Render the listing as a numbered list, from its first line through the line containing "[155,132,233,152]", with both ends included and blank lines omitted.

-------- Input for this task

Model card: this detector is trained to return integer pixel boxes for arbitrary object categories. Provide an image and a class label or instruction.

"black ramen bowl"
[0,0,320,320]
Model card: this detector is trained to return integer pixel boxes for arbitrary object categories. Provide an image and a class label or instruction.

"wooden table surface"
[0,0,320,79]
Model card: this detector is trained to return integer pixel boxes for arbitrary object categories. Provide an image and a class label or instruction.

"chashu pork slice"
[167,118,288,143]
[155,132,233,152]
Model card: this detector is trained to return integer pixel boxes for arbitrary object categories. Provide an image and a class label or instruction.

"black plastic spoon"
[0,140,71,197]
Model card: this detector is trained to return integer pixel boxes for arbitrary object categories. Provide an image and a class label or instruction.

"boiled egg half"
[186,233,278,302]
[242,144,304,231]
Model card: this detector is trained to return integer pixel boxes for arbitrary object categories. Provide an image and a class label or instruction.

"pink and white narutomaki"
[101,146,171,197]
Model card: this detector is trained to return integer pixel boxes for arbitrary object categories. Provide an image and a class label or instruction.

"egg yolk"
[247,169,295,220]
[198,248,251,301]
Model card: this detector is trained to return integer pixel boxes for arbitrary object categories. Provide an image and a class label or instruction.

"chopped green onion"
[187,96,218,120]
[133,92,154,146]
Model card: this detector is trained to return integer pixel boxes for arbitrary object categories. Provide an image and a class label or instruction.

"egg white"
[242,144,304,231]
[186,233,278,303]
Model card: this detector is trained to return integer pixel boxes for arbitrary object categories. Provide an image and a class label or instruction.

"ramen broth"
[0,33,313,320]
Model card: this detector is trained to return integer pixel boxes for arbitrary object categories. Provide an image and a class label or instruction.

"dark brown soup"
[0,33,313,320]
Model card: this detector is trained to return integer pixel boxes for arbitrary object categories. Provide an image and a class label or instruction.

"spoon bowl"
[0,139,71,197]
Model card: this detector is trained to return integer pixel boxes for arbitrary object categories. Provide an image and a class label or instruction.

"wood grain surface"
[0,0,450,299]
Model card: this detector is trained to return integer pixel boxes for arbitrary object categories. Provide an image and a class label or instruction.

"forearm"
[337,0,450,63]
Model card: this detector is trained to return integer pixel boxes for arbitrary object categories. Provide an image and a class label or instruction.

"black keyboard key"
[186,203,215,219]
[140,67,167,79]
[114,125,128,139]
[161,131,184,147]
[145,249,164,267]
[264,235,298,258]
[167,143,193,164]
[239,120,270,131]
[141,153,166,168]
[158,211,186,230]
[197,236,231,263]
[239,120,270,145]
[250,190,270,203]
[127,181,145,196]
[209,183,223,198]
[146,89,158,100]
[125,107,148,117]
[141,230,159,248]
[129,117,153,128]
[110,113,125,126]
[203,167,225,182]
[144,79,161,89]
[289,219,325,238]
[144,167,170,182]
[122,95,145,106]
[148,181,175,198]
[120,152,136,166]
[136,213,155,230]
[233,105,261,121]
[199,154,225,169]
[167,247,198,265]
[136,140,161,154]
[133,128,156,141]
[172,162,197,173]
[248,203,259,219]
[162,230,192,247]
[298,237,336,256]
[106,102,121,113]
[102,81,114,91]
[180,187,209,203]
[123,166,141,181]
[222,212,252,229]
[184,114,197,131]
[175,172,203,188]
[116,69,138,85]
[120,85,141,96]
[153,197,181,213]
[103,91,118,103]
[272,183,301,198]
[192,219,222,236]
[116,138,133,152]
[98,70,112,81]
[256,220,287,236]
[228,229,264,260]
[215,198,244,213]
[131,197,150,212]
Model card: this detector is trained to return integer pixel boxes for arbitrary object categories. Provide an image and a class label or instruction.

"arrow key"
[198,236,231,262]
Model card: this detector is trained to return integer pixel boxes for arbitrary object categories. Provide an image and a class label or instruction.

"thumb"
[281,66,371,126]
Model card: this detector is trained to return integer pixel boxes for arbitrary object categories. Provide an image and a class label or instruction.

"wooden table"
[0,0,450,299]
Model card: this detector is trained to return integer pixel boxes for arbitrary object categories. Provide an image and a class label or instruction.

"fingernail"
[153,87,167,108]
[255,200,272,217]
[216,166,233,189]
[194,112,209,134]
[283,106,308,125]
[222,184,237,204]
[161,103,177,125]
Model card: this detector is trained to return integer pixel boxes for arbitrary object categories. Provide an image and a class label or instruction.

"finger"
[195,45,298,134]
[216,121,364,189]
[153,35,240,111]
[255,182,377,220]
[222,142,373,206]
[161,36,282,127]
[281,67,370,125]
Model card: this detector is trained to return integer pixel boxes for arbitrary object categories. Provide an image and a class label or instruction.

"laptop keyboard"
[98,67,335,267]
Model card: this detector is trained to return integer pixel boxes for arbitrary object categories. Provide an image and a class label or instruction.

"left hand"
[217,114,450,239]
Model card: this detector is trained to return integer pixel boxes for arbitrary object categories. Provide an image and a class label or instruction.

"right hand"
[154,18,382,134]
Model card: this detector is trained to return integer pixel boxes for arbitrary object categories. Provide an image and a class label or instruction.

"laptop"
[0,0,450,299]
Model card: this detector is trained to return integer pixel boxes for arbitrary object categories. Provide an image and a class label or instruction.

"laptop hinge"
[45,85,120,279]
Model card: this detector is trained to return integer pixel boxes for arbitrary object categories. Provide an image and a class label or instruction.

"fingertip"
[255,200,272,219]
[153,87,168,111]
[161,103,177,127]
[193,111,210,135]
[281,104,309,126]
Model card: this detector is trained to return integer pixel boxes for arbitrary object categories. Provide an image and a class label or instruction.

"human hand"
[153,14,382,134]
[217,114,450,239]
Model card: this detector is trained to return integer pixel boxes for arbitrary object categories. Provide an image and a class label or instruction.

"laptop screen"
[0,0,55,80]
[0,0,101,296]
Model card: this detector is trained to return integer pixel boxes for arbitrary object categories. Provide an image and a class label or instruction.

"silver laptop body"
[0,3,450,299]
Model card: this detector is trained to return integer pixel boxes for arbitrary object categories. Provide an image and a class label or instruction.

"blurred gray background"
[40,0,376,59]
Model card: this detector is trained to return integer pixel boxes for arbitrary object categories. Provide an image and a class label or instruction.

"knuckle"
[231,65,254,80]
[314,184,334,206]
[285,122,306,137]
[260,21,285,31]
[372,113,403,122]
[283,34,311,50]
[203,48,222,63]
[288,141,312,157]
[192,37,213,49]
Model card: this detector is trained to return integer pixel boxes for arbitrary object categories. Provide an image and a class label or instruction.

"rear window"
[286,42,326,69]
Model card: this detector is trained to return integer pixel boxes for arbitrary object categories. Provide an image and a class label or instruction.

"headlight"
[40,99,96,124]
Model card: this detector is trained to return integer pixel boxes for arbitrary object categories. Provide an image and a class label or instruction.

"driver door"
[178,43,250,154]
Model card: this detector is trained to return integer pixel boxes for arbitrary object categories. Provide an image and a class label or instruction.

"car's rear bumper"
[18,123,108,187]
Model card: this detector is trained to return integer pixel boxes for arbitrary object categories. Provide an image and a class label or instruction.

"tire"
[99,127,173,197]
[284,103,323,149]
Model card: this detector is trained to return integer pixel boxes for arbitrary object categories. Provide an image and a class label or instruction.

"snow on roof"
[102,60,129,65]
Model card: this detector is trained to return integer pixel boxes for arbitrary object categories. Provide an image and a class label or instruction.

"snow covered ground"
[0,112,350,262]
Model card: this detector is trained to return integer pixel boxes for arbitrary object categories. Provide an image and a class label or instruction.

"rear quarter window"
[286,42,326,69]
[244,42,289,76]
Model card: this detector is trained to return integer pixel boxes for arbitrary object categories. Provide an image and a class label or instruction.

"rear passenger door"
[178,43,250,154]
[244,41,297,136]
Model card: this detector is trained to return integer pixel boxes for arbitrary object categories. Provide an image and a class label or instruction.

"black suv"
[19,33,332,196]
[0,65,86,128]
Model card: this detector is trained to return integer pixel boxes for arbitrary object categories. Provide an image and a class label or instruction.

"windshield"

----------------

Full answer:
1. Model card: this detector is trained to return integer pixel boxes for arbitrary object categories. Provide an image and a class label or instruction.
2. "black ramen bowl"
3. [0,0,320,320]
4. Model card: this detector is trained to return integer pixel boxes for arbitrary object categories. Provide an image and a class label or instruction.
5. "wooden table surface"
6. [0,0,320,79]
7. Model card: this detector is trained to return integer pixel boxes for arbitrary object categories. Provide an image and a class label or instruction.
8. "chashu pork slice"
9. [167,118,288,143]
10. [155,132,233,152]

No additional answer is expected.